__THE EXERCISE__:
Rewrite the entries below so that each "instance" becomes "occurrence", with everything else left unchanged.

__DATA SECTION__:
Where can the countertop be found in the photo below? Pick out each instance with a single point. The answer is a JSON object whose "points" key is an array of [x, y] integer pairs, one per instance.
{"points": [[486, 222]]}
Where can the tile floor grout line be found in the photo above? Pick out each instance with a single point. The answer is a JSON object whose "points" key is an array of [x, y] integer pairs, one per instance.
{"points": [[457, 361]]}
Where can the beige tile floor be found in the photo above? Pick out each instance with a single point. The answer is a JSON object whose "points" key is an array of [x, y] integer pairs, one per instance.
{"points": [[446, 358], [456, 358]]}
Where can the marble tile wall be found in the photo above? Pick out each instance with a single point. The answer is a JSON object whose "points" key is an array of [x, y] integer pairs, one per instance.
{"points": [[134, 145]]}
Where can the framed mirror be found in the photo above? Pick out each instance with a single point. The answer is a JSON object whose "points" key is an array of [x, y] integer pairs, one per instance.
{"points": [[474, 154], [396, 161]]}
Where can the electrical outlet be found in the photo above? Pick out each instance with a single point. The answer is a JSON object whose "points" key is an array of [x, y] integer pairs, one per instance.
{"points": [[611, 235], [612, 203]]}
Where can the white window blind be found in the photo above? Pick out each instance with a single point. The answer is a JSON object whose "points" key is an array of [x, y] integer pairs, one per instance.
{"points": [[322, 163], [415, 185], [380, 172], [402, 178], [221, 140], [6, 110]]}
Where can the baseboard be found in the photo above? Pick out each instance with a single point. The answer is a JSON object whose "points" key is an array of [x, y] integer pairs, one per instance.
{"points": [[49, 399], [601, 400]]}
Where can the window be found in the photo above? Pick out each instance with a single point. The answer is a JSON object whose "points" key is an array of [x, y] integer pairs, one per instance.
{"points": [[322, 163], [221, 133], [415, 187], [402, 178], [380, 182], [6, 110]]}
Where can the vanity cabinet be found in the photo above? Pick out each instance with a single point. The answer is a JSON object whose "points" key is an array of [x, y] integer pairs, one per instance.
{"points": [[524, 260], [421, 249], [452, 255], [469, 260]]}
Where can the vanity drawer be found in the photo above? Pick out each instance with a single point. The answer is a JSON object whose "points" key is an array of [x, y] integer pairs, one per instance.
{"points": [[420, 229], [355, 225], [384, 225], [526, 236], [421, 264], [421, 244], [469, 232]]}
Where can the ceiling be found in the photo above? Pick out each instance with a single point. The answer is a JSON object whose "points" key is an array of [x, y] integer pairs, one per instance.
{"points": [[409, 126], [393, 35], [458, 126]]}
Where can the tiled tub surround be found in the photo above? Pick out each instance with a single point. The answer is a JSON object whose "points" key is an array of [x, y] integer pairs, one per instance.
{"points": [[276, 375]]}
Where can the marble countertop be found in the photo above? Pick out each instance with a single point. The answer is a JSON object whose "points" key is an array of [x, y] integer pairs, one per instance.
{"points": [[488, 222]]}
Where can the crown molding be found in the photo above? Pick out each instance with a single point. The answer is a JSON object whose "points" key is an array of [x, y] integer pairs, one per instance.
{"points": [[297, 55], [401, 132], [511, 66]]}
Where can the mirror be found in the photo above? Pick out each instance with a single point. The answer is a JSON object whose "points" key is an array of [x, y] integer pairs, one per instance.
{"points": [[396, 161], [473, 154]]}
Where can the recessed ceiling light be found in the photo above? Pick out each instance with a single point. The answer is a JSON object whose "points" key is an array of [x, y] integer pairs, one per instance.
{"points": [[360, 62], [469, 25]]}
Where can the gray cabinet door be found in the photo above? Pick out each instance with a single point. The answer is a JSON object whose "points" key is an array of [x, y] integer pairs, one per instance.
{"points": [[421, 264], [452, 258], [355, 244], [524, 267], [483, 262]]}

__FINISHED ANSWER__:
Where can the countertop be found in the photo below? Pick out each occurrence with a single point. The answer is a JSON object whose "points" key is an array of [x, y] integer pairs, one per occurrence.
{"points": [[486, 222]]}
Where can the tile floor grout line be found in the photo above? Pick out each occurrence with a single point. The answer is a JSON object whose "points" key is an array of [x, y] integer pairs, one per occurrence.
{"points": [[457, 361]]}
Where can the beige tile floor be found in the photo above? Pick out each occurrence with a single point. The answer is a JSON object whose "points" key is an array of [x, y] integer pairs, one per occurrence.
{"points": [[446, 358], [456, 358]]}
Where can the marble tile wall be found in the photo above? Pick out each occurrence with a single point. The answer is a JSON object whose "points" key is an array of [x, y] integer pairs, one per occurrence.
{"points": [[134, 145]]}
Where can the framed mirror be found in the photo above? Pick out each occurrence with a single point. The answer is a JSON object whose "points" key is an array of [x, y] integer pairs, one per occurrence.
{"points": [[474, 154], [396, 161]]}
Where can the electrical outlet be found in the photo above? Pick out each occurrence with a single point. The answer is a JSON object whose "points" key is an array of [x, y] integer pairs, one per occurrence.
{"points": [[611, 235], [612, 203]]}
Where can the white window blind be found in the photo above? Pick out each occurrence with a single point. The answer is a JSON object whose "points" key is an array of [x, y] integer pairs, one per occurrence.
{"points": [[322, 163], [415, 185], [380, 172], [402, 178], [221, 140], [6, 110]]}
Where can the baseboard be found in the photo above? Pick out each occurrence with a single point. The answer is a JSON object whose "points" key is an array of [x, y] integer pairs, one per occurrence.
{"points": [[49, 399], [601, 400]]}
Where can the window be found in the photo above? Pick out each occurrence with a single point. The answer is a JSON object whose "points" key is an array of [x, y] integer pairs, one per occurrence.
{"points": [[322, 163], [221, 133], [415, 187], [402, 178], [380, 182], [6, 110]]}
Where can the vanity cabinet be found in the photo above? Pick out each occurrence with a single point. The answer is a JSON object whose "points" key is an array of [x, y] integer pairs, one per occurrence.
{"points": [[524, 260], [421, 249], [452, 255], [469, 260]]}
Where can the vanity drawer be found in the photo above? Pick out each occurrence with a single point. The answer is a JSON object whose "points" key is an array of [x, y] integer pairs, one per occurrence.
{"points": [[420, 229], [355, 225], [384, 225], [526, 236], [421, 264], [421, 244], [469, 232]]}
Where can the ceiling be found in the photo above? Pick out each occurrence with a single point. The answer is a JSON object whose "points" key is an array of [x, y] integer pairs, one per occurrence.
{"points": [[409, 126], [393, 35], [458, 126]]}
Where can the tiled tub surround be found in the photo above? Pick out each occurrence with a single point. The answer is a JSON object whose "points" key is an array of [x, y] integer pairs, one per occurrence.
{"points": [[276, 375]]}
Where can the marble countertop be found in the photo above? Pick out each occurrence with a single point. The answer is a JSON object whose "points" key is an array of [x, y] integer pairs, one per occurrence.
{"points": [[488, 222]]}
Where can the crown molding be found in the photo above? Pick out each occurrence with a single point. The answer is a JSON object whose "points" key is an array of [x, y] integer pairs, one per occurrence.
{"points": [[297, 55], [401, 132], [511, 66]]}
Where can the mirror be found in the photo above? Pick out each occurrence with a single point. The answer is a JSON object whose "points" key is an array of [x, y] integer pairs, one per occurrence.
{"points": [[396, 161], [473, 154]]}
Where can the recessed ceiling light be found in the photo above? Pick out each occurrence with a single point. The answer is a JSON object whose "points" key is an array of [x, y] integer pairs, one per occurrence.
{"points": [[360, 62], [469, 25]]}
Where can the gray cabinet door be found in the photo above? Pick out each occurrence with a single point. The answer is a JSON object whose "points" key is an array of [x, y] integer pairs, one per occurrence.
{"points": [[421, 264], [452, 258], [355, 244], [524, 267], [483, 262]]}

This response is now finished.